• WHAT IS ASKED:
Give back the line where "Question. Identify the red sofa backrest" appears and all the lines after it until the listing ends, unchanged and with nothing else.

───── MATERIAL PROVIDED ─────

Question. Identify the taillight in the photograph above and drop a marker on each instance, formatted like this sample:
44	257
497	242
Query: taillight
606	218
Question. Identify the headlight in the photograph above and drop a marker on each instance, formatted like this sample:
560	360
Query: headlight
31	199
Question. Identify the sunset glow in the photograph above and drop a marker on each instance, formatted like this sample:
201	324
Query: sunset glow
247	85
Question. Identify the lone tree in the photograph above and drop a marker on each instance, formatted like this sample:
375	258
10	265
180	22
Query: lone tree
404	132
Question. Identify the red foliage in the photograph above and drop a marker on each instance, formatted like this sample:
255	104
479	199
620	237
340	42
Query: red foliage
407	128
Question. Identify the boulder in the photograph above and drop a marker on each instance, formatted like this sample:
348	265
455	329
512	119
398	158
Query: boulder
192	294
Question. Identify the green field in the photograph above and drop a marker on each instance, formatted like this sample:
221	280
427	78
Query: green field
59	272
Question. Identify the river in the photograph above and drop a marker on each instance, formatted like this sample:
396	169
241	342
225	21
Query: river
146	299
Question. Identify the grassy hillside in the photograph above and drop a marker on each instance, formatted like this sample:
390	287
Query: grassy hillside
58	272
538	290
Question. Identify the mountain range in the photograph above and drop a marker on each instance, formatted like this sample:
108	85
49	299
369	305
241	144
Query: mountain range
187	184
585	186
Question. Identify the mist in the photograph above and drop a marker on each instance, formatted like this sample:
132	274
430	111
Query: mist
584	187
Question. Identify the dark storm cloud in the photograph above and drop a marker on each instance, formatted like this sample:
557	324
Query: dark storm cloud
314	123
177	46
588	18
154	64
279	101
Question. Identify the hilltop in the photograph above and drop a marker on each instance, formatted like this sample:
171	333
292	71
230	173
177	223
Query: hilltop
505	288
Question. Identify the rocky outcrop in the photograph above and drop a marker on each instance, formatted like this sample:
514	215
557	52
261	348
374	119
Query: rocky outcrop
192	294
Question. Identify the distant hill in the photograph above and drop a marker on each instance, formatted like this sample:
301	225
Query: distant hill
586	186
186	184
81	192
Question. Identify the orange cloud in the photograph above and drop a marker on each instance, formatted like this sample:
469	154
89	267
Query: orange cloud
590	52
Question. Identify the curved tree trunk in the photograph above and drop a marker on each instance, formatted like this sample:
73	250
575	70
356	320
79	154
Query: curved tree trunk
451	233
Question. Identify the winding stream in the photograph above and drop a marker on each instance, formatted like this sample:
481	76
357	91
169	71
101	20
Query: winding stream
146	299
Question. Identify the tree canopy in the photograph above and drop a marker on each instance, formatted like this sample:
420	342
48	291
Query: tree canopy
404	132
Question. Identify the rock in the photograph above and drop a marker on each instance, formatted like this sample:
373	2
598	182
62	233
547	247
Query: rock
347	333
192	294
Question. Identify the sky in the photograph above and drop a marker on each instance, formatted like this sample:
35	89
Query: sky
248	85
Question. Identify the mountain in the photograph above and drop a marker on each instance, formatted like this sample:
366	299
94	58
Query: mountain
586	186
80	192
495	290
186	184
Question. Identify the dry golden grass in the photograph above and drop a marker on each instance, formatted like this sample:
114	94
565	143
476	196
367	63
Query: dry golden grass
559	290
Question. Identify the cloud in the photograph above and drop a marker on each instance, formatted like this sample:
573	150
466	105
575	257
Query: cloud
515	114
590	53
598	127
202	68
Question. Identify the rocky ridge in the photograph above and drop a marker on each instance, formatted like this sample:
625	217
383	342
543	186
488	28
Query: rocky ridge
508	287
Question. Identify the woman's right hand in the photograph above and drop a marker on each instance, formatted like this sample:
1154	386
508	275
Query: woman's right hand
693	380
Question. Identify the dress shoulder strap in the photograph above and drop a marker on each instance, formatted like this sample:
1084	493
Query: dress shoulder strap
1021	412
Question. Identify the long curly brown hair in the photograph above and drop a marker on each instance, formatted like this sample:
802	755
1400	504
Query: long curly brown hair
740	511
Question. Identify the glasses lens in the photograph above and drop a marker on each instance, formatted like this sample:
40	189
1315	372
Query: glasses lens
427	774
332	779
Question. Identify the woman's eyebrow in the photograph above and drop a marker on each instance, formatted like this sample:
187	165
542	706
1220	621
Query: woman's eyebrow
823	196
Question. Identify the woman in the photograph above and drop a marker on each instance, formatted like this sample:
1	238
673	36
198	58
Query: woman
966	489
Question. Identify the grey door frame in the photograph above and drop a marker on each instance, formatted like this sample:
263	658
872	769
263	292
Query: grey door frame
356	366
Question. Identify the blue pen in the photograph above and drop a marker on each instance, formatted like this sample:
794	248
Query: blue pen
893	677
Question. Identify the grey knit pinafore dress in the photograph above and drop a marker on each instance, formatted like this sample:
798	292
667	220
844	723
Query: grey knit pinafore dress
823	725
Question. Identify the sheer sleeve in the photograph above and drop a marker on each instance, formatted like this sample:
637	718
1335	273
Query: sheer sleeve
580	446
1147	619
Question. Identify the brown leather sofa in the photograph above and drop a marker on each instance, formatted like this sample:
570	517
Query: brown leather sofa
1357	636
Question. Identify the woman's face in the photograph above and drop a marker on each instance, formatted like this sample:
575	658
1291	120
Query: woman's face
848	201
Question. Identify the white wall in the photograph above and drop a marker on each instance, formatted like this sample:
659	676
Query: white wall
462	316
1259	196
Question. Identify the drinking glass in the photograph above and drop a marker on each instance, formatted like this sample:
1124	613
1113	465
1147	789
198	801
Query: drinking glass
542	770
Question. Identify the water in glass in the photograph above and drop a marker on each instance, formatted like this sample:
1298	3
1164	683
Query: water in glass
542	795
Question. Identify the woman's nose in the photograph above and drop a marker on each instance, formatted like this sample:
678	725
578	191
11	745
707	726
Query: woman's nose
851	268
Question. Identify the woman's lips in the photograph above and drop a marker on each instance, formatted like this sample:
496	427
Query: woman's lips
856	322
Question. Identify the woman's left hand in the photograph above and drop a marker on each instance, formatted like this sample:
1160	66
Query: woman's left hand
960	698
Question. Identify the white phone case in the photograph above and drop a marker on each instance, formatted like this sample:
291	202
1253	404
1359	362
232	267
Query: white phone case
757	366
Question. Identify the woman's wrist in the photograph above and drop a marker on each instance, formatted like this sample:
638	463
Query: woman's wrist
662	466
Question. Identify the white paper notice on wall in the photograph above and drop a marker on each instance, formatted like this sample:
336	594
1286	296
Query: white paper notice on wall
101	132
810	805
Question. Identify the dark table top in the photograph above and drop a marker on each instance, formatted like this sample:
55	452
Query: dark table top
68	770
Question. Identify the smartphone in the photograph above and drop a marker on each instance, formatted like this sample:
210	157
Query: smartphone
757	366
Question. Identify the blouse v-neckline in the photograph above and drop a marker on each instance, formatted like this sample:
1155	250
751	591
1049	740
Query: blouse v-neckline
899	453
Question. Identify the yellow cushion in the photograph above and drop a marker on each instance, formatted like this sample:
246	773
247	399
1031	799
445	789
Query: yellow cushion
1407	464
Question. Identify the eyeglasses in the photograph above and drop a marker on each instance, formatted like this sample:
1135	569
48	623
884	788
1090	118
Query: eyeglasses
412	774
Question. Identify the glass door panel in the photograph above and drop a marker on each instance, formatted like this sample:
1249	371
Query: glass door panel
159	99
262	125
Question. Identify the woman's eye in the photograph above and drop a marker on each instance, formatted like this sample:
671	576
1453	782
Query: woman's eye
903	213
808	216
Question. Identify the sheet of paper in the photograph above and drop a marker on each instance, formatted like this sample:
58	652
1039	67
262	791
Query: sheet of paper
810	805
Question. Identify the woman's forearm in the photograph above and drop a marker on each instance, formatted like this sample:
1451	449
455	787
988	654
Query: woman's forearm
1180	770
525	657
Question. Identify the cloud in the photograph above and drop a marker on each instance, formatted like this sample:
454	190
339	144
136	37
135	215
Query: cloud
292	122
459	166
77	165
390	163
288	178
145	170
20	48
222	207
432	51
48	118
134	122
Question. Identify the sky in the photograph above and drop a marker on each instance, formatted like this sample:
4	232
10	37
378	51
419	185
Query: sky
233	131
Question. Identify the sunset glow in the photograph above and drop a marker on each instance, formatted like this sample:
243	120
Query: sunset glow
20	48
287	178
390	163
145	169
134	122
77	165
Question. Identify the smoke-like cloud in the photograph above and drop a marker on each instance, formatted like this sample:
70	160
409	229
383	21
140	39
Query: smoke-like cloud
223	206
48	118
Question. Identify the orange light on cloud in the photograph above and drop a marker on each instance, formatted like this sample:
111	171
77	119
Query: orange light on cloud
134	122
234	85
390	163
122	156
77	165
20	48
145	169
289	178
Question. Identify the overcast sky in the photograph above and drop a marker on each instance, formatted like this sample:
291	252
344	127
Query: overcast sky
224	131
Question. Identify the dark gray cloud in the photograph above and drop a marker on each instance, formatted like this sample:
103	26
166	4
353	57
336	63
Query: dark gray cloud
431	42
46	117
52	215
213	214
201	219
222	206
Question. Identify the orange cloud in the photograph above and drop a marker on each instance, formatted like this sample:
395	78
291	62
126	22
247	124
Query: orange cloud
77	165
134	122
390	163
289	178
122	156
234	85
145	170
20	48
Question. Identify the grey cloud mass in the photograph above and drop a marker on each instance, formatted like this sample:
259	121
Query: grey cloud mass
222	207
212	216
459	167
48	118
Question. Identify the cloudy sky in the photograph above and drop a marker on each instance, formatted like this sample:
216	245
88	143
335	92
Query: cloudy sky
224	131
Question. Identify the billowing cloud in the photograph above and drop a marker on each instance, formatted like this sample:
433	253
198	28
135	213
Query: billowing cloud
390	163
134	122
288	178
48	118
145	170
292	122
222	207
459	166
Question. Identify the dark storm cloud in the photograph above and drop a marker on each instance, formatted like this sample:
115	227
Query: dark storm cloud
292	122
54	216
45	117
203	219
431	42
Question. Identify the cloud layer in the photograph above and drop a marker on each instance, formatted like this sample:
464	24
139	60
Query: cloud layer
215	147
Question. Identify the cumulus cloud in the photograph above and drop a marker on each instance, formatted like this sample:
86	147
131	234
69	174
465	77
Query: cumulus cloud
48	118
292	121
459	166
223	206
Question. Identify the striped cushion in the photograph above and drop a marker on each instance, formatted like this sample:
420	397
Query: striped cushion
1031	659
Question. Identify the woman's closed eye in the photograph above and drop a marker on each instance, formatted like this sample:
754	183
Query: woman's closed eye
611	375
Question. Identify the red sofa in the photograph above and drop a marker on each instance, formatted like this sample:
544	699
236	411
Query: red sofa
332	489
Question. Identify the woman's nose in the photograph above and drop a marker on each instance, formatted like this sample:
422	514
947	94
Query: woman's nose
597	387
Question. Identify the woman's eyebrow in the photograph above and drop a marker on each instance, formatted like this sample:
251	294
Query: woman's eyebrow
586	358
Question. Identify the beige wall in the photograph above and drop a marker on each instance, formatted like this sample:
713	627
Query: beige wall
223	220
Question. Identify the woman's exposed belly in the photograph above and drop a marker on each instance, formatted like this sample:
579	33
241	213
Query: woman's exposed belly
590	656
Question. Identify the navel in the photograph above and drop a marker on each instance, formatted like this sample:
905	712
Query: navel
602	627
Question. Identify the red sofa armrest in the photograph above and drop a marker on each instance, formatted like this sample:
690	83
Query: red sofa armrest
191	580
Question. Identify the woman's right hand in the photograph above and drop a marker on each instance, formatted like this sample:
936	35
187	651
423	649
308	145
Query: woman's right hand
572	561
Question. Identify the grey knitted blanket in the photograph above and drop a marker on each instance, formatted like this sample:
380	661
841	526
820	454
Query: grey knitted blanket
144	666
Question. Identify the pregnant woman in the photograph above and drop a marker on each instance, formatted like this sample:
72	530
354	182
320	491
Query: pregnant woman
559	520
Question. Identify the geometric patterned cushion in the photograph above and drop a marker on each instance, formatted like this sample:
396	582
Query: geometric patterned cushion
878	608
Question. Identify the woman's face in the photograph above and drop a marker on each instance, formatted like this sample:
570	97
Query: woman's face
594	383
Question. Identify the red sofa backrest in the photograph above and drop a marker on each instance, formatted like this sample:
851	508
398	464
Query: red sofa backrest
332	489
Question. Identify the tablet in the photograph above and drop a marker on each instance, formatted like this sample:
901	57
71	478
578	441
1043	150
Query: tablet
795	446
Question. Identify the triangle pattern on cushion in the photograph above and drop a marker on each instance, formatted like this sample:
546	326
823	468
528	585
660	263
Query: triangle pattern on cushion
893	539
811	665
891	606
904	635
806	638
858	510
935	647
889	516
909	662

─────

• SOLUTION:
Question. Identify the red sofa backrest in the photograph above and drop a marker on each instance, formatted like this sample:
851	508
398	464
Query: red sofa backrest
332	489
Question. Identify the tablet in the photograph above and drop a marker on each instance, formatted like this sample:
901	57
71	478
578	441
1043	150
Query: tablet
795	446
Question. Identify the triangle pattern on cushion in the photograph above and drop a marker on each instance, formatted like this sample:
546	326
823	468
528	585
660	263
Query: triangle pattern on cushion
893	539
811	665
891	606
904	635
806	638
858	510
935	647
889	516
909	662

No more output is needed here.